(Referring expression pointing data)

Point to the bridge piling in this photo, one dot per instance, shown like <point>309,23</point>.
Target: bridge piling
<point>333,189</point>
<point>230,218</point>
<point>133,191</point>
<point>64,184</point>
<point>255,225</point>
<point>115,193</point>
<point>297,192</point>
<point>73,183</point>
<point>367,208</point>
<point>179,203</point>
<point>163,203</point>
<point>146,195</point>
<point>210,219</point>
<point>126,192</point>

__EXERCISE BRIEF__:
Each record must be duplicated exactly, with none missing.

__YOUR RESPONSE__:
Point to the bridge piling in this photo, one dot per instance, shown like <point>309,23</point>.
Target: bridge piling
<point>333,189</point>
<point>230,218</point>
<point>133,191</point>
<point>64,184</point>
<point>255,225</point>
<point>115,193</point>
<point>297,192</point>
<point>73,183</point>
<point>367,208</point>
<point>179,203</point>
<point>163,203</point>
<point>146,195</point>
<point>210,219</point>
<point>126,192</point>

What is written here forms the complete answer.